### Text section
Femoral nerve palsy can develop during treatment with the Pavlik Harness. It occurs in about 2-3% of babies that use the harness. It does not mean that the harness was used incorrectly. Femoral nerve palsy sounds bad but it’s more like your leg falling asleep when you cross your legs while sitting. It is almost reversible when the position is changed by removing the harness or adjusting it to decrease the flexed position of the hip.
The femoral nerve is a large nerve in front of the hip joint. It can become kinked when the hip is flexed or in the bent up position. There is no pain because it is a muscle nerve only. The muscle on the front of the thigh “falls asleep” and the baby can’t straighten the knee.
If you notice that your child isn’t trying to kick his/her leg out straight, there might be femoral nerve palsy. Your doctor will check for this during regular exams in the Pavlik Harness, but this is most likely to occur during the first week that the child is in the harness.

(Saved data entries)
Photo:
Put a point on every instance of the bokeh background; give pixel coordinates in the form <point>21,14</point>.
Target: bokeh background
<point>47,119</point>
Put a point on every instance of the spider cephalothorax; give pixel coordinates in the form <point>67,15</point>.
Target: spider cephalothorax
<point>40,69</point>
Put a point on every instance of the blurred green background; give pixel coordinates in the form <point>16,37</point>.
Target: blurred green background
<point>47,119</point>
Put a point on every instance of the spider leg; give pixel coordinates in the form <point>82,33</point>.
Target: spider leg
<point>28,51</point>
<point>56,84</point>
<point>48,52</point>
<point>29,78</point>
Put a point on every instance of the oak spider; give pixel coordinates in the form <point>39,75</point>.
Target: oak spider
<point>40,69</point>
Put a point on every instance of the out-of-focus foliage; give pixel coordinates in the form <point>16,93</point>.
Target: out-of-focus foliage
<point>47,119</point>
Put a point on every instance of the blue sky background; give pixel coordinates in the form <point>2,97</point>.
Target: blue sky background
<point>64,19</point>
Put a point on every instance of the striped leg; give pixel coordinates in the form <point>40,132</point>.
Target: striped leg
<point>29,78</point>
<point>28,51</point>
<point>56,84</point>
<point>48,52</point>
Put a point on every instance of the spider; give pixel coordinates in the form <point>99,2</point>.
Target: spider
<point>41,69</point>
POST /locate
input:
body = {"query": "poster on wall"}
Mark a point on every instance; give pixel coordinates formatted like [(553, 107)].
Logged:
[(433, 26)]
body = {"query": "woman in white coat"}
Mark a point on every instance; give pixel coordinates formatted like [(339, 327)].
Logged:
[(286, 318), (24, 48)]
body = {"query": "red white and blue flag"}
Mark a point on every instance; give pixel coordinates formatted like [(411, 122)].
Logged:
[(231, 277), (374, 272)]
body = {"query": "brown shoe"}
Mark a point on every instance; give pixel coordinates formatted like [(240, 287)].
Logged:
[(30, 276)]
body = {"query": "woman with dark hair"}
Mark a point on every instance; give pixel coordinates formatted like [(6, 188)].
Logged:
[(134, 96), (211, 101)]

* * *

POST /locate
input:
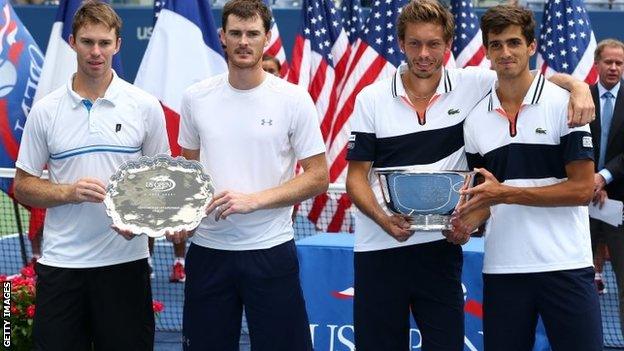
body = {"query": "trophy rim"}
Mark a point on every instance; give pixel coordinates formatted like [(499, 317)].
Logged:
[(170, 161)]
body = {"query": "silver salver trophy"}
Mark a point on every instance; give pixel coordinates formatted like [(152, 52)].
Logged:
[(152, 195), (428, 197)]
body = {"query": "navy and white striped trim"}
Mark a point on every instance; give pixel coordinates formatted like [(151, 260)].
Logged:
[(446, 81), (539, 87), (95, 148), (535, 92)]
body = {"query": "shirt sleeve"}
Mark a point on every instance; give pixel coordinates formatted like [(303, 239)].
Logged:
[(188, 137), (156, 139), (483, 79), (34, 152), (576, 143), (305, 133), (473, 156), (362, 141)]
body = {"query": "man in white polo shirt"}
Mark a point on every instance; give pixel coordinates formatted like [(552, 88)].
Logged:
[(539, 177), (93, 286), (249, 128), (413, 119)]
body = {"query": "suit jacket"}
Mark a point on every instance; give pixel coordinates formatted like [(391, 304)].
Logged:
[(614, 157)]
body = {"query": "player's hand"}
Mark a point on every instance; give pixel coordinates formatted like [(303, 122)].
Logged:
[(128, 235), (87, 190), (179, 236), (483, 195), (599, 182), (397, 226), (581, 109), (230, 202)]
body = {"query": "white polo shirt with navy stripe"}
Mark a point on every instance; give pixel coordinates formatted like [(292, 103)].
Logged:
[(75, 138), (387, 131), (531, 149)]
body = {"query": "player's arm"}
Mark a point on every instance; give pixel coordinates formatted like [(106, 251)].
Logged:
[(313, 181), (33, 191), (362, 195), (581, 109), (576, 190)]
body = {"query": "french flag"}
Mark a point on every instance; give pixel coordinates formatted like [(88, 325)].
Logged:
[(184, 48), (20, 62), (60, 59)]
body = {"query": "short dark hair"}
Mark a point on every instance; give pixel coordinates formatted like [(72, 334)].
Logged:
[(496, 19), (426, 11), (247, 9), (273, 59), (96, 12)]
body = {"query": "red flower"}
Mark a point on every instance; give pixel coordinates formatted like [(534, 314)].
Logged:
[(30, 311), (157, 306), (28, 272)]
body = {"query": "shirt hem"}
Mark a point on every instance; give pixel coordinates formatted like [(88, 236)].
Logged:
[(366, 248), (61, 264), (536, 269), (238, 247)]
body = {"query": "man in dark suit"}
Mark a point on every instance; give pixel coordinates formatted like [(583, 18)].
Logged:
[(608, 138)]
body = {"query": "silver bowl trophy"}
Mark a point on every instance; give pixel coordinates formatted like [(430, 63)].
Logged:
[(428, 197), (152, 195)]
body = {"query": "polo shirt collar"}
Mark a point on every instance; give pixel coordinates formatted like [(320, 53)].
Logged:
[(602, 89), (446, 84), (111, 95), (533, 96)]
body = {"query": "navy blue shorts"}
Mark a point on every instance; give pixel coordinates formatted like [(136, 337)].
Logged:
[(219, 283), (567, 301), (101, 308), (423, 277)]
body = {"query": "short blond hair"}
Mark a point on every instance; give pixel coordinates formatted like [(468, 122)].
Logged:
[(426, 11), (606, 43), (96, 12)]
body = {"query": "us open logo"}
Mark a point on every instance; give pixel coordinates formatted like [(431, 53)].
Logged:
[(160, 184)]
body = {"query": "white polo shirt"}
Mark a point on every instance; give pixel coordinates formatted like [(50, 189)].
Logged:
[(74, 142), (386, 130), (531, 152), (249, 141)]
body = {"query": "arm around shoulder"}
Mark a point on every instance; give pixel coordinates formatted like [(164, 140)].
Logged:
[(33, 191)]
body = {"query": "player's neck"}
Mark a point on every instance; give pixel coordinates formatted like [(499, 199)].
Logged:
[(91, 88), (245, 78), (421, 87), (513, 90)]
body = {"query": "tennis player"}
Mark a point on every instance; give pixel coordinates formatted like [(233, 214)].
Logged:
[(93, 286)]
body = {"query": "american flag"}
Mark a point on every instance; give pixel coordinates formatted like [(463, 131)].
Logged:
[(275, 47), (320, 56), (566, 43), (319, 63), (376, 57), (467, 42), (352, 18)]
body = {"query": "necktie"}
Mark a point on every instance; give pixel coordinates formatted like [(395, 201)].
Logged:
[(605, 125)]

### Required work
A: Answer these about the femoral nerve palsy text:
(i) About what share of babies using the harness develop it?
(ii) Why does it cause no pain?
(iii) When is it most likely to occur?
B: Pick up the femoral nerve palsy text after its last sentence and write a few more sentences in the same voice.
None of this needs the entries.

### Answers by item
A:
(i) About 2-3%.
(ii) Because it is a muscle nerve only.
(iii) During the first week that the child is in the harness.

B:
The causes of femoral nerve palsy aren’t fully understood, but it is more likely to occur in an older infant, in a heavier infant, or when the hip dysplasia is more serious. A recent study published in the Journal of Bone and Joint Surgery found that success with the Pavlik Harness is only 47% when palsy develops and it is more likely to develop in infants with a stiff dislocated hip.
It’s important to know that femoral nerve palsy can occur in the harness so that the harness can be removed or adjusted. However, femoral nerve palsy is a sign of more serious hip problems and is probably not a sign that the harness was used incorrectly.